Once you have read the records below, restate them word for word.

(GIVEN ENTRIES)

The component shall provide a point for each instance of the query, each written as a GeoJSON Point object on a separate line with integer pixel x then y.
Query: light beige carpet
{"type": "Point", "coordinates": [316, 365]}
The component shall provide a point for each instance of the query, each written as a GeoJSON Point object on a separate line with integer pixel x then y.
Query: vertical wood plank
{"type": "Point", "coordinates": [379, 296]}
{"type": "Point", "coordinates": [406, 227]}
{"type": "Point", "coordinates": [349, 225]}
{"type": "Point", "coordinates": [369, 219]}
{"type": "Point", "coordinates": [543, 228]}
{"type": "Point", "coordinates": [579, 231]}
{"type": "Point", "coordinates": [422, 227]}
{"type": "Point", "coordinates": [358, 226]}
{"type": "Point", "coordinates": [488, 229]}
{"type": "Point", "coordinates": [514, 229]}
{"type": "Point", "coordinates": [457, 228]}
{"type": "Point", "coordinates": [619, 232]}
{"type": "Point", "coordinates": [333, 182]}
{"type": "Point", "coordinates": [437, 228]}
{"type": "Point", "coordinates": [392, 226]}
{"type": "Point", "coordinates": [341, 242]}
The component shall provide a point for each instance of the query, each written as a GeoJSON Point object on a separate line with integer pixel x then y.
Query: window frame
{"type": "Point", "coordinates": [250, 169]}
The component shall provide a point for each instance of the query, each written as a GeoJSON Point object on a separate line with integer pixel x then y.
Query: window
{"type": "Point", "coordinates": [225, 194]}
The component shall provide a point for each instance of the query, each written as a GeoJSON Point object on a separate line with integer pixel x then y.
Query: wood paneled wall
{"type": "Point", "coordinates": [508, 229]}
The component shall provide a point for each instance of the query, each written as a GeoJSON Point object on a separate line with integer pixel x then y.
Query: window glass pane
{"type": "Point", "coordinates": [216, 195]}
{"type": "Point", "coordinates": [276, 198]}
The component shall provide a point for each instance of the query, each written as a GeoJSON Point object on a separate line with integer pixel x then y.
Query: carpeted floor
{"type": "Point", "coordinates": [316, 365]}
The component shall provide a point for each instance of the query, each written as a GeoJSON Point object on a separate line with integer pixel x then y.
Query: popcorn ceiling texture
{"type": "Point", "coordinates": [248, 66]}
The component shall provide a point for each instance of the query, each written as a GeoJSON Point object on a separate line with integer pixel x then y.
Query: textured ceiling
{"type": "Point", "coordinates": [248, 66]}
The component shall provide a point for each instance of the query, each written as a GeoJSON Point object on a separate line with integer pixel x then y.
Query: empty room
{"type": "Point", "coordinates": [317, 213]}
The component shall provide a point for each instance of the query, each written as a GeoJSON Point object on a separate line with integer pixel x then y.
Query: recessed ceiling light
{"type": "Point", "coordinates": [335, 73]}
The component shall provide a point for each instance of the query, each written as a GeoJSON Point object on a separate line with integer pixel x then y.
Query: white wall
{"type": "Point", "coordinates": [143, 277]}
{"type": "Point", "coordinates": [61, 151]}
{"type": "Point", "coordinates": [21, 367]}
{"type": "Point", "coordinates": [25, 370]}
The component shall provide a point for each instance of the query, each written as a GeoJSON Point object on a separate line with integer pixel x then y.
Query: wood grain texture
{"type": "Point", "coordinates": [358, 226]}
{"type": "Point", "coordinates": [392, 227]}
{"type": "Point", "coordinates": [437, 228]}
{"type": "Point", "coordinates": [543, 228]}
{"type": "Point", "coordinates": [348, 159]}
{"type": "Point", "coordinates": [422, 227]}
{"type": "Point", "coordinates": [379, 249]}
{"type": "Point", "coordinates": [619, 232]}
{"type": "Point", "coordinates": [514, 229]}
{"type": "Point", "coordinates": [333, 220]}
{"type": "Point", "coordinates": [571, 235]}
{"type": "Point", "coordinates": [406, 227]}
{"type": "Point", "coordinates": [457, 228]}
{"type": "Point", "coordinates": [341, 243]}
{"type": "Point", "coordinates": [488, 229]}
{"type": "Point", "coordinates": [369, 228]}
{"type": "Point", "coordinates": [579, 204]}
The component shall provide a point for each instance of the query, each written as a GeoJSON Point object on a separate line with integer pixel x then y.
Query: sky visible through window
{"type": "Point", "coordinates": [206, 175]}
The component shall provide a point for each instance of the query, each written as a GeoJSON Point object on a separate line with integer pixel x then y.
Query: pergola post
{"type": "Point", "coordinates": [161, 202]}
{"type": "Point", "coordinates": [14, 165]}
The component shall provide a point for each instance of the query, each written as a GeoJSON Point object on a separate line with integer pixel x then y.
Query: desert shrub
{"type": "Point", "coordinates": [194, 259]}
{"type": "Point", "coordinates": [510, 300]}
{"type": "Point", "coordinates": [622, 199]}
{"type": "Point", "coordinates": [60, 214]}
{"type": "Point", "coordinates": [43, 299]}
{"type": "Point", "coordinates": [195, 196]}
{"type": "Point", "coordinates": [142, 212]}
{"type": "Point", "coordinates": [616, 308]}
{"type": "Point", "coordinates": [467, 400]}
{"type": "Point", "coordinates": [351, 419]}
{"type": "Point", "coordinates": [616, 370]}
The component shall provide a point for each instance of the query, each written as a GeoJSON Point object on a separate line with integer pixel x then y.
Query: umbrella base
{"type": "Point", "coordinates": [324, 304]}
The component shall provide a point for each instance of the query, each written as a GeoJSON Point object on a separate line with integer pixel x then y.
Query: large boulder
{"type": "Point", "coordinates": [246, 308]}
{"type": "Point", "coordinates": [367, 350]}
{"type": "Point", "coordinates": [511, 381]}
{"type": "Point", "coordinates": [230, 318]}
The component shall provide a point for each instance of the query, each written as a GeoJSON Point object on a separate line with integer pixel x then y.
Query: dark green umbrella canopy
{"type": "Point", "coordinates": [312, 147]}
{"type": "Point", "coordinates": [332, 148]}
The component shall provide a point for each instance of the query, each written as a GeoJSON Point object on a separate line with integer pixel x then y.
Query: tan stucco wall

(End GIVEN ENTRIES)

TASK RESPONSE:
The component shall provide a point for each instance of the query, each written as a GeoJSON Point object on a separate line with integer pixel x then y.
Query: light beige carpet
{"type": "Point", "coordinates": [316, 365]}
The component shall provide a point for each instance of the query, each written as a GeoJSON Point object on a separate line with integer pixel x then y.
Query: vertical wood plank
{"type": "Point", "coordinates": [379, 296]}
{"type": "Point", "coordinates": [406, 227]}
{"type": "Point", "coordinates": [349, 225]}
{"type": "Point", "coordinates": [369, 219]}
{"type": "Point", "coordinates": [543, 228]}
{"type": "Point", "coordinates": [579, 231]}
{"type": "Point", "coordinates": [422, 227]}
{"type": "Point", "coordinates": [358, 226]}
{"type": "Point", "coordinates": [488, 229]}
{"type": "Point", "coordinates": [514, 229]}
{"type": "Point", "coordinates": [457, 228]}
{"type": "Point", "coordinates": [619, 232]}
{"type": "Point", "coordinates": [333, 182]}
{"type": "Point", "coordinates": [437, 228]}
{"type": "Point", "coordinates": [392, 226]}
{"type": "Point", "coordinates": [341, 242]}
The component shall provide a point for each instance of the query, each written as a GeoJSON Point object on a separate line with integer pixel x then y.
Query: window frame
{"type": "Point", "coordinates": [250, 169]}
The component shall provide a point for each instance of the query, each written as a GeoJSON Point object on a separate line with integer pixel x then y.
Query: window
{"type": "Point", "coordinates": [225, 194]}
The component shall provide a point for each instance of the query, each written as a GeoJSON Point object on a separate line with integer pixel x then y.
Query: wood paneled wall
{"type": "Point", "coordinates": [508, 229]}
The component shall provide a point for each instance of the query, each written as a GeoJSON Point object on a separate line with integer pixel x then y.
Query: window glass pane
{"type": "Point", "coordinates": [216, 195]}
{"type": "Point", "coordinates": [276, 198]}
The component shall provide a point for each instance of the query, each written as a GeoJSON Point object on a separate line with integer pixel x then y.
Query: carpeted floor
{"type": "Point", "coordinates": [316, 365]}
The component shall provide a point for each instance of the query, each written as a GeoJSON Point object on a separate line with integer pixel x then y.
Query: popcorn ceiling texture
{"type": "Point", "coordinates": [248, 66]}
The component shall provide a point for each instance of the query, each written as a GeoJSON Point object on a separate line with integer pixel x then y.
Query: textured ceiling
{"type": "Point", "coordinates": [248, 66]}
The component shall provide a point for each instance of the query, each written as a GeoJSON Point object on a separate line with integer pixel x then y.
Query: empty room
{"type": "Point", "coordinates": [317, 213]}
The component shall provide a point for each instance of the query, each written as a GeoJSON Point object on a separate line with integer pixel x then y.
Query: recessed ceiling light
{"type": "Point", "coordinates": [335, 73]}
The component shall provide a point for each instance of the query, each written as a GeoJSON Point object on a separate line with integer pixel x then y.
Query: white wall
{"type": "Point", "coordinates": [143, 277]}
{"type": "Point", "coordinates": [61, 151]}
{"type": "Point", "coordinates": [21, 367]}
{"type": "Point", "coordinates": [25, 370]}
The component shall provide a point for each instance of the query, each written as a GeoJSON Point object on a separate line with integer pixel x then y.
Query: wood grain texture
{"type": "Point", "coordinates": [358, 226]}
{"type": "Point", "coordinates": [392, 227]}
{"type": "Point", "coordinates": [437, 228]}
{"type": "Point", "coordinates": [543, 228]}
{"type": "Point", "coordinates": [348, 159]}
{"type": "Point", "coordinates": [422, 227]}
{"type": "Point", "coordinates": [379, 249]}
{"type": "Point", "coordinates": [619, 232]}
{"type": "Point", "coordinates": [514, 229]}
{"type": "Point", "coordinates": [333, 220]}
{"type": "Point", "coordinates": [571, 235]}
{"type": "Point", "coordinates": [406, 227]}
{"type": "Point", "coordinates": [457, 228]}
{"type": "Point", "coordinates": [341, 243]}
{"type": "Point", "coordinates": [488, 229]}
{"type": "Point", "coordinates": [369, 228]}
{"type": "Point", "coordinates": [579, 204]}
The component shall provide a point for each instance of the query, each written as a GeoJSON Point object on a separate line with integer pixel x then y.
Query: sky visible through window
{"type": "Point", "coordinates": [206, 175]}
The component shall provide a point for each instance of the query, each written as a GeoJSON Point object on a separate line with integer pixel x then y.
Query: pergola post
{"type": "Point", "coordinates": [161, 202]}
{"type": "Point", "coordinates": [14, 165]}
The component shall provide a point for each instance of the query, each written as a GeoJSON Point object on a separate line with integer pixel x then y.
Query: desert shrub
{"type": "Point", "coordinates": [194, 259]}
{"type": "Point", "coordinates": [510, 300]}
{"type": "Point", "coordinates": [622, 199]}
{"type": "Point", "coordinates": [60, 214]}
{"type": "Point", "coordinates": [43, 299]}
{"type": "Point", "coordinates": [195, 196]}
{"type": "Point", "coordinates": [142, 212]}
{"type": "Point", "coordinates": [616, 308]}
{"type": "Point", "coordinates": [467, 400]}
{"type": "Point", "coordinates": [351, 419]}
{"type": "Point", "coordinates": [616, 370]}
The component shall provide a point for each instance of the query, each written as a GeoJSON Point object on a separate line with integer pixel x then y.
Query: umbrella base
{"type": "Point", "coordinates": [324, 304]}
The component shall provide a point for each instance of the query, each written as a GeoJSON Point object on a separate line with integer pixel x then y.
Query: large boulder
{"type": "Point", "coordinates": [246, 308]}
{"type": "Point", "coordinates": [367, 350]}
{"type": "Point", "coordinates": [511, 381]}
{"type": "Point", "coordinates": [230, 318]}
The component shall provide a point for each instance of the query, each written as a GeoJSON Point object on a separate line with integer pixel x then y.
Query: dark green umbrella canopy
{"type": "Point", "coordinates": [312, 147]}
{"type": "Point", "coordinates": [332, 148]}
The component shall provide a point for each instance of the query, each written as a GeoJSON Point object on a separate line with integer pixel x then y.
Query: tan stucco wall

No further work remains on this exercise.